BRANO:
◇ ◇ ◇ ◇ ◇ ◇ ◇
Costui, vedendo che molti frati si alzavano pronti per andare in Germania, pensava che senz'altro e presto sarebbero stati martirizzati dai tedeschi.
E rammaricandosi di non aver conosciuto di persona i frati mandati in Spagna e già martirizzati, volle evitare che gli accadesse in questa occasione quello che gli era capitato con quegli altri.
Si alzò di mezzo alla moltitudine e si avvicinò loro; e correndo qua e là or dall'uno or dall'altro chiedeva: « Chi sei e di dove sei? », poiché riteneva grande gloria, nel caso fossero stati martirizzati, il poter dire: « Ho conosciuto questo, ho conosciuto quello »
Tra quelli vi era un frate diacono di nome Palmerio, che poi fu fatto guardiano a Magdeburgo: un tipo allegro e spiritoso, oriundo del monte Gargano nelle terre di Puglia.
Arrivato a lui, quel frate curioso, e avendogli chiesto: « Chi sei e come ti chiami? », rispose: « Mi chiamo Palmerio », e dopo averlo afferrato per la mano soggiunse: « E anche tu sei dei nostri e verrai con noi », volendo condurlo con sé tra i tedeschi, mentre più volte egli aveva già pregato Dio di mandarlo dove volesse, eccetto che tra quelli.
Detestando il nome dei tedeschi, replicò: « Non sono dei vostri, ma sono venuto tra voi con il desiderio di conoscervi e non con l'intenzione di partire con voi ».
Ma quello, prevalendo con la sua giovialità, lo trattenne e trascinò con sé a terra colui che si opponeva con gesti e con parole, e lo costrinse a sedere con sé in mezzo agli altri.
Nel frattempo, mentre succedevano queste cose e quel frate curioso era trattenuto tra gli altri, venne assegnato ad un'altra provincia con la formula: « Il tal frate vada nella tale provincia ».
[2344] Mentre quei 90 frati aspettavano la decisione, fu designato ministro della Germania il tedesco frate Cesario, nato - come si è detto - a Spira, con la potestà di scegliere chi voleva tra quei 90 frati.
E avendo scoperto tra gli altri quel frate curioso, fu persuaso da loro a portarlo con sé.
E poiché quello mal volentieri andava tra i tedeschi e ripeteva con insistenza: « Non sono dei vostri e non mi sono alzato con l'intenzione di andare con loro », fu condotto da frate Elia.
Allora i frati di quella provincia, tra i quali era stato assegnato, sentendo ciò, poiché era debole di salute e la terra in cui andavano era fredda, insistevano per farlo restare.
Frate Cesario invece s'adoperava con tutte le maniere per condurlo con sé.
Frate Elia troncò questa controversia dicendo: « Ti comando, fratello, per santa obbedienza di decidere una buona volta se vuoi andare o rinunciare ».
Ma egli, vincolato all'obbedienza, essendo incerto sul da farsi, non osò scegliere secondo coscienza, per non dare l'impressione, caso mai avesse scelto, di agire secondo la propria volontà.
Aveva paura a partire a causa della crudeltà dei tedeschi per non mettere in pericolo la sua anima se nei tormenti avesse perso la pazienza.
◇ ◇ ◇ ◇ ◇ ◇ ◇
RECORD FORNITI:
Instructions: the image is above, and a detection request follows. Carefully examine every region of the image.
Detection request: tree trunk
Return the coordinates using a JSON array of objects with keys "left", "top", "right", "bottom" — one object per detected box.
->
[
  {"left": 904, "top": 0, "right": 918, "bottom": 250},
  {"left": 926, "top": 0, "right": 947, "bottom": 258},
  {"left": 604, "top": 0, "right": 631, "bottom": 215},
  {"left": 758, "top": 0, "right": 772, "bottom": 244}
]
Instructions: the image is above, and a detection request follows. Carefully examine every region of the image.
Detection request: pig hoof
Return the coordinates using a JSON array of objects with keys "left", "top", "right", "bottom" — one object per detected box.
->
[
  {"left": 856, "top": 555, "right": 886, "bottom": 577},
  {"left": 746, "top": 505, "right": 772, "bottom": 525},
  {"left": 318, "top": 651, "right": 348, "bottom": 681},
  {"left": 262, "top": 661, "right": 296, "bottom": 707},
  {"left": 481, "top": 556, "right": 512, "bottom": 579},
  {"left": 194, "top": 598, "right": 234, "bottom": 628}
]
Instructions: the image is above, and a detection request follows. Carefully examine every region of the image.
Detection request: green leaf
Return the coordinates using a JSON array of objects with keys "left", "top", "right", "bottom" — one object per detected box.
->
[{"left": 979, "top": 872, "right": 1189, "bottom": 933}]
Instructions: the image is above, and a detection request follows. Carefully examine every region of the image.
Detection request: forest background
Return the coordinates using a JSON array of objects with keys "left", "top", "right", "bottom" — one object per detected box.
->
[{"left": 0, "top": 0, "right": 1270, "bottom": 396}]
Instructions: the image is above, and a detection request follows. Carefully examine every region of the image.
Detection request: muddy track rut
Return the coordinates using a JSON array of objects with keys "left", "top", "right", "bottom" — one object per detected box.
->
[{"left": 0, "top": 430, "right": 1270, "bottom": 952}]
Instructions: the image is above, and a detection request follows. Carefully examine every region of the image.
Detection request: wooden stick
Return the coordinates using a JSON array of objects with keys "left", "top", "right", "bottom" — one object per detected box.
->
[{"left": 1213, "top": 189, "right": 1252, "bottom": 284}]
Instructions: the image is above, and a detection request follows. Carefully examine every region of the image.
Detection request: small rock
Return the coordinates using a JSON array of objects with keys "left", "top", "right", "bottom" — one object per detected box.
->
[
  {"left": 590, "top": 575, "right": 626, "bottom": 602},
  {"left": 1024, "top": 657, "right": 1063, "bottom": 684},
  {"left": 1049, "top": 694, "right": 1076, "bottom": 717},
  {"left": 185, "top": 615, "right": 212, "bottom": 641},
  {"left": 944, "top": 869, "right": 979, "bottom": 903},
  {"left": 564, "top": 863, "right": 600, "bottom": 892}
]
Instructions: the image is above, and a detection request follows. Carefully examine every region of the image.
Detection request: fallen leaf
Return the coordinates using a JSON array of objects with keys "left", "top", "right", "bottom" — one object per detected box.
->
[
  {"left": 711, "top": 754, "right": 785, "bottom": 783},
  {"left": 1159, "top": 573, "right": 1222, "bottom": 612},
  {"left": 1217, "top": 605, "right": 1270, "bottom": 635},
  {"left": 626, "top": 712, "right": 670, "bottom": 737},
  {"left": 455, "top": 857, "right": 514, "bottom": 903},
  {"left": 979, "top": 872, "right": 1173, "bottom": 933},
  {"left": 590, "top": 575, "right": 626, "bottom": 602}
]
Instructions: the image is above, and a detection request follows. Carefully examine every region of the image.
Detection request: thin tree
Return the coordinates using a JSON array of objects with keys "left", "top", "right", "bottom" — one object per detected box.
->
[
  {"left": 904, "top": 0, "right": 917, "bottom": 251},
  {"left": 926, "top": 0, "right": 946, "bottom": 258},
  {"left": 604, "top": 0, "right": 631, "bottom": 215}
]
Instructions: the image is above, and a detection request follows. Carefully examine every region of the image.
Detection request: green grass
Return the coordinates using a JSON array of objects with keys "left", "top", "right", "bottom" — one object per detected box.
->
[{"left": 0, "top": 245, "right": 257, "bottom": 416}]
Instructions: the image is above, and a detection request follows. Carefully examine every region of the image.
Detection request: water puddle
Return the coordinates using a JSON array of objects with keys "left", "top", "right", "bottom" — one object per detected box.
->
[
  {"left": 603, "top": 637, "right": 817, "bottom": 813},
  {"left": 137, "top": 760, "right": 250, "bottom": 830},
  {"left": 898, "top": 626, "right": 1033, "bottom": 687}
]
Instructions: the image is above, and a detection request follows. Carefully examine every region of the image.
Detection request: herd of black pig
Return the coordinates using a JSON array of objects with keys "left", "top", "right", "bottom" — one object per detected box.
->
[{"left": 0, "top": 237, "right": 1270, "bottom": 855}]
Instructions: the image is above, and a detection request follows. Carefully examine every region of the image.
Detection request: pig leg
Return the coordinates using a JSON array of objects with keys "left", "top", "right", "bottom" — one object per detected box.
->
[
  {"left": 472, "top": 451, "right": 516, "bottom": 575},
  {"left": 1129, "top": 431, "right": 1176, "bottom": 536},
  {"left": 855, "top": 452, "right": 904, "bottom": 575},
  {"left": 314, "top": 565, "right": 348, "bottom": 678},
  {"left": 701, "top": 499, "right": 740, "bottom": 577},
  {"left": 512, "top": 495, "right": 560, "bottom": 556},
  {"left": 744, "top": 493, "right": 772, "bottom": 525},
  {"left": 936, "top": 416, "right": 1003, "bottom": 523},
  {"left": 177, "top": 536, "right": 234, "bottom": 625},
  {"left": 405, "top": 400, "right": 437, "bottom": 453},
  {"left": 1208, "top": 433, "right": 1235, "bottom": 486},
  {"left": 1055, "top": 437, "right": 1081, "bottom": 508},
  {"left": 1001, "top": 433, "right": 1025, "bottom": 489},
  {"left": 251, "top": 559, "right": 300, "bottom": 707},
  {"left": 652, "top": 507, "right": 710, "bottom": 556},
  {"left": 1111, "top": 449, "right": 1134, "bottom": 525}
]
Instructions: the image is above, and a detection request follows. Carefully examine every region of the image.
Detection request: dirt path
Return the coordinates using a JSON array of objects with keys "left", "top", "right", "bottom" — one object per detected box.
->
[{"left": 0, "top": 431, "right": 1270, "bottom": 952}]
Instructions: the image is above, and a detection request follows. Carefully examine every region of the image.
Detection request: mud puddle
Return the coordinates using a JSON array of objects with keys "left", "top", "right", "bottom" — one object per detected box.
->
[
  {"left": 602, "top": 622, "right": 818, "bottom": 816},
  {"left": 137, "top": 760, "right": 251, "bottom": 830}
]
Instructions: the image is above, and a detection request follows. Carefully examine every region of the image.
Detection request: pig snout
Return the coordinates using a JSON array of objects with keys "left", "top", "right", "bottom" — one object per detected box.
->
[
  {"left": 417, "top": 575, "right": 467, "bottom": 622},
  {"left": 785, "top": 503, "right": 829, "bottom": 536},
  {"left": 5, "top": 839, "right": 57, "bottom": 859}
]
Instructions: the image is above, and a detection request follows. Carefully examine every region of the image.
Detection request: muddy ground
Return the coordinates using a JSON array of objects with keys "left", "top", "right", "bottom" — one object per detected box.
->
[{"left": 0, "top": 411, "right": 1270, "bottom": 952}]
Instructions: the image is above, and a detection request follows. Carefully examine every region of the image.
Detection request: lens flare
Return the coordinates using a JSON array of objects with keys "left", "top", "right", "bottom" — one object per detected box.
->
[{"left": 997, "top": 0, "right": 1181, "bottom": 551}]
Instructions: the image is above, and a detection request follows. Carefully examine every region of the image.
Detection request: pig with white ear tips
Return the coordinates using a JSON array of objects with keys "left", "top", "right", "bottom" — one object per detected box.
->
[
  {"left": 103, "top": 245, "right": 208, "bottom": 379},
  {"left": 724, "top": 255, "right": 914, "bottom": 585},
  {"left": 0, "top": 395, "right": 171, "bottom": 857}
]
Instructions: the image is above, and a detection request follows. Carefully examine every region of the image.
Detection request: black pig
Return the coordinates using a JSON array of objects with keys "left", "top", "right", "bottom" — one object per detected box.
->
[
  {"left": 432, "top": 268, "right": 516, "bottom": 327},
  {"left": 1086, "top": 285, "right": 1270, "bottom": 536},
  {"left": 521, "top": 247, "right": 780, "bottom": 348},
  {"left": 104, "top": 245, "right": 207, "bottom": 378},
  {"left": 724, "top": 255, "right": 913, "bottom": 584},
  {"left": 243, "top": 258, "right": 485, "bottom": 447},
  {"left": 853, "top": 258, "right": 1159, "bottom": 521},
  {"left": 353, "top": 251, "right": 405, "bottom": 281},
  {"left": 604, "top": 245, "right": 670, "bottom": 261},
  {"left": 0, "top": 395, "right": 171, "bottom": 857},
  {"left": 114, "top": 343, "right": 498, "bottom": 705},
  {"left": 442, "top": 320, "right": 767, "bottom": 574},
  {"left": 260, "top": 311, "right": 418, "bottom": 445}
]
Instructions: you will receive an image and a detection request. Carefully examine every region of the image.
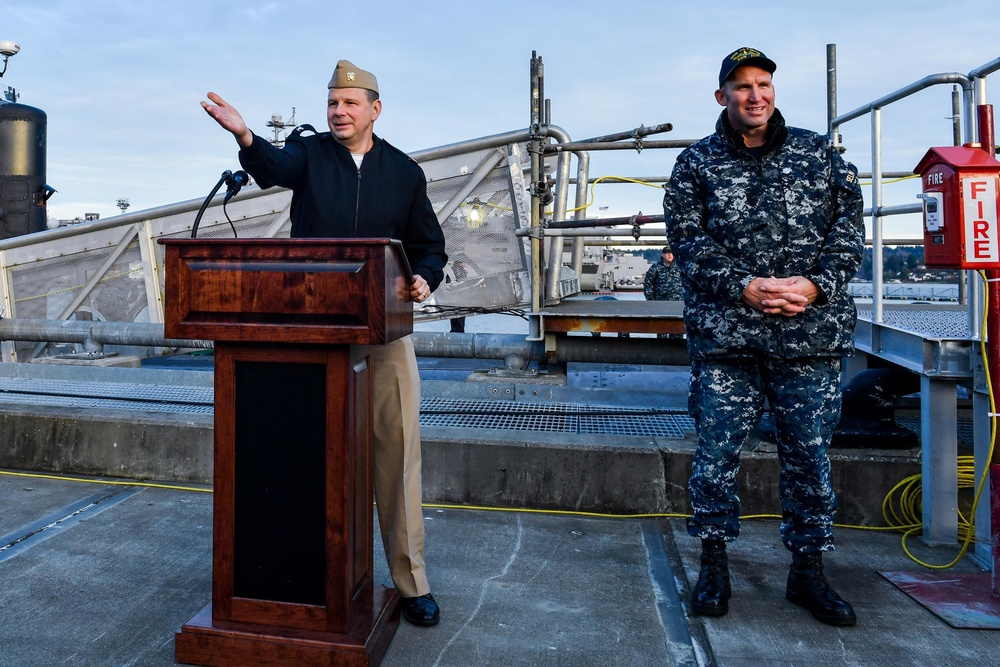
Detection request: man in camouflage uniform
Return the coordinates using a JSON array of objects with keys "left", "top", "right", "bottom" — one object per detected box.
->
[
  {"left": 642, "top": 246, "right": 684, "bottom": 338},
  {"left": 642, "top": 246, "right": 684, "bottom": 301},
  {"left": 663, "top": 48, "right": 864, "bottom": 625}
]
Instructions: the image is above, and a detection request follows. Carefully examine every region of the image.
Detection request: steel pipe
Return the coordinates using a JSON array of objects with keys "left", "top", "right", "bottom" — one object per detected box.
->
[{"left": 0, "top": 318, "right": 214, "bottom": 349}]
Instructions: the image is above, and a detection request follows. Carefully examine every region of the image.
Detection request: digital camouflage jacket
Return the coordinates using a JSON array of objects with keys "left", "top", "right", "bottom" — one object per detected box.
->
[
  {"left": 663, "top": 109, "right": 864, "bottom": 359},
  {"left": 642, "top": 257, "right": 684, "bottom": 301}
]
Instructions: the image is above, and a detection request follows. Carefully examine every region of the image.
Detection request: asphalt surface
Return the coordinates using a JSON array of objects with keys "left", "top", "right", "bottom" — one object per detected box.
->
[{"left": 0, "top": 471, "right": 1000, "bottom": 667}]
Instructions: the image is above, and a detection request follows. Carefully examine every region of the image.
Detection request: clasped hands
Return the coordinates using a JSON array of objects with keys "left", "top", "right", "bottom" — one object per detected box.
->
[{"left": 743, "top": 276, "right": 819, "bottom": 317}]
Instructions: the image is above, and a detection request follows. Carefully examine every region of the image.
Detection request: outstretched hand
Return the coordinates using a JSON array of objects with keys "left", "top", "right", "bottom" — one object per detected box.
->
[
  {"left": 201, "top": 93, "right": 253, "bottom": 148},
  {"left": 743, "top": 276, "right": 819, "bottom": 317}
]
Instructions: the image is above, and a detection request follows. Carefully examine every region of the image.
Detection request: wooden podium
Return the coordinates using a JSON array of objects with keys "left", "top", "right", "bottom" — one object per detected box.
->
[{"left": 161, "top": 239, "right": 413, "bottom": 667}]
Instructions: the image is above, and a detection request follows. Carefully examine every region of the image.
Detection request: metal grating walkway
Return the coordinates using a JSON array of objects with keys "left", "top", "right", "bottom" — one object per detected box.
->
[
  {"left": 0, "top": 377, "right": 215, "bottom": 414},
  {"left": 0, "top": 377, "right": 694, "bottom": 438},
  {"left": 858, "top": 307, "right": 972, "bottom": 340},
  {"left": 420, "top": 398, "right": 694, "bottom": 438}
]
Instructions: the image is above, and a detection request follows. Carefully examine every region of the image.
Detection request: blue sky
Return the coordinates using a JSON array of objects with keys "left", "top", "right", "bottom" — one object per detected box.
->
[{"left": 0, "top": 0, "right": 1000, "bottom": 236}]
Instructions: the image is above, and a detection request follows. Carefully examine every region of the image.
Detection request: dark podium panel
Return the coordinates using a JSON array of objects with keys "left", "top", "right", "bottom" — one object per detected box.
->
[{"left": 162, "top": 239, "right": 413, "bottom": 667}]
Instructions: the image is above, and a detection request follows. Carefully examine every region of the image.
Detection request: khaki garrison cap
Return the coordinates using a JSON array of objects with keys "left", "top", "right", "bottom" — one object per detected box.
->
[{"left": 327, "top": 60, "right": 378, "bottom": 93}]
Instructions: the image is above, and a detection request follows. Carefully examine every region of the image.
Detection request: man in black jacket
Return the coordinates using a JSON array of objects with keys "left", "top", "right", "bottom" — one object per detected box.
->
[{"left": 201, "top": 60, "right": 448, "bottom": 625}]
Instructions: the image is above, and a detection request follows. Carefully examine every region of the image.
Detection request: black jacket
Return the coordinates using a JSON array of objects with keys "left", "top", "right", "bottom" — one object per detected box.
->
[{"left": 240, "top": 126, "right": 448, "bottom": 291}]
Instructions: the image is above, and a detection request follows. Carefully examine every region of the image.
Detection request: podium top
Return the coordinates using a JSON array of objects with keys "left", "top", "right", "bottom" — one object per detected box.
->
[{"left": 160, "top": 238, "right": 413, "bottom": 345}]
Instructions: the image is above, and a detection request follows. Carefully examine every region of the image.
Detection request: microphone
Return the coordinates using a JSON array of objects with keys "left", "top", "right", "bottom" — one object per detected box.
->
[{"left": 222, "top": 169, "right": 250, "bottom": 206}]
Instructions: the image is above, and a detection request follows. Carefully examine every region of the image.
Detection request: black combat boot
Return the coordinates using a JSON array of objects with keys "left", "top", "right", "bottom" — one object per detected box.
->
[
  {"left": 785, "top": 553, "right": 858, "bottom": 626},
  {"left": 691, "top": 540, "right": 731, "bottom": 616}
]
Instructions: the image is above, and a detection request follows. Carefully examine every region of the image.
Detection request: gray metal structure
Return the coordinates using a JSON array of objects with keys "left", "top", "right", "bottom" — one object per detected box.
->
[{"left": 827, "top": 45, "right": 1000, "bottom": 564}]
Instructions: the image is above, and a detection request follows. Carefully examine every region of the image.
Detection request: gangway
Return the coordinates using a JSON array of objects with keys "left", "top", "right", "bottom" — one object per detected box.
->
[{"left": 0, "top": 49, "right": 1000, "bottom": 580}]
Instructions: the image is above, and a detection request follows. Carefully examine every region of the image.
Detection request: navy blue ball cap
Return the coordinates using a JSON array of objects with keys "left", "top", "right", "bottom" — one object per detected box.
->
[{"left": 719, "top": 46, "right": 778, "bottom": 88}]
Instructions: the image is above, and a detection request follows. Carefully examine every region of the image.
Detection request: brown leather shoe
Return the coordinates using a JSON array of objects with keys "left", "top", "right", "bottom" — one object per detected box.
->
[{"left": 402, "top": 593, "right": 441, "bottom": 627}]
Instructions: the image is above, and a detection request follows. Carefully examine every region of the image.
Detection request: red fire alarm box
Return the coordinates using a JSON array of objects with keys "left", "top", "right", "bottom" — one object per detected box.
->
[{"left": 913, "top": 145, "right": 1000, "bottom": 269}]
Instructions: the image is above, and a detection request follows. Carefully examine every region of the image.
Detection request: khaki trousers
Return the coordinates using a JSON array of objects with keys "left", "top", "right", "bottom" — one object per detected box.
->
[{"left": 368, "top": 338, "right": 431, "bottom": 598}]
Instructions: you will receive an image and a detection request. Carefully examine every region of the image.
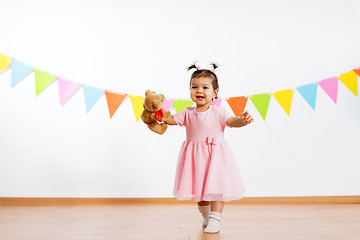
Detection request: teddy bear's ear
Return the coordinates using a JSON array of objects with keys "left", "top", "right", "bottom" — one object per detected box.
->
[{"left": 145, "top": 90, "right": 151, "bottom": 96}]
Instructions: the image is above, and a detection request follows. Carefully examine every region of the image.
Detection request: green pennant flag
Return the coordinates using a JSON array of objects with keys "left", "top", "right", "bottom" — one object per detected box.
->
[
  {"left": 250, "top": 93, "right": 271, "bottom": 120},
  {"left": 34, "top": 68, "right": 56, "bottom": 96},
  {"left": 173, "top": 100, "right": 194, "bottom": 112}
]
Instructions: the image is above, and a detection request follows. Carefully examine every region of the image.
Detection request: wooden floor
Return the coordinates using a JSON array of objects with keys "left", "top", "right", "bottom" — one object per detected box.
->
[{"left": 0, "top": 204, "right": 360, "bottom": 240}]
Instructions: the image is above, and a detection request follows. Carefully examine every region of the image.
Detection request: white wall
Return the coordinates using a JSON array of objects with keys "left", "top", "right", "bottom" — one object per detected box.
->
[{"left": 0, "top": 0, "right": 360, "bottom": 197}]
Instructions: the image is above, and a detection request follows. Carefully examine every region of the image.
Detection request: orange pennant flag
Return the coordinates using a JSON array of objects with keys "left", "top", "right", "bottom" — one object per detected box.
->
[
  {"left": 105, "top": 91, "right": 127, "bottom": 119},
  {"left": 226, "top": 97, "right": 248, "bottom": 117}
]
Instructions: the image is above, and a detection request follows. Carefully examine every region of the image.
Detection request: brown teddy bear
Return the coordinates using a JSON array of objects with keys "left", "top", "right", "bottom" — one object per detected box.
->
[{"left": 140, "top": 90, "right": 171, "bottom": 134}]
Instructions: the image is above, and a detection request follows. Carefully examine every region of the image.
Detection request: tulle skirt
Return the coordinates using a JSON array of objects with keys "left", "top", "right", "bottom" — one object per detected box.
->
◇ ◇ ◇ ◇ ◇ ◇ ◇
CONSEGNA: Secondo il brano sui frati in partenza per la Germania, di dove era oriundo frate Palmerio? I record non hanno alcun legame con il brano.

SOLUZIONE COMPLETA: Frate Palmerio era oriundo del monte Gargano, nelle terre di Puglia.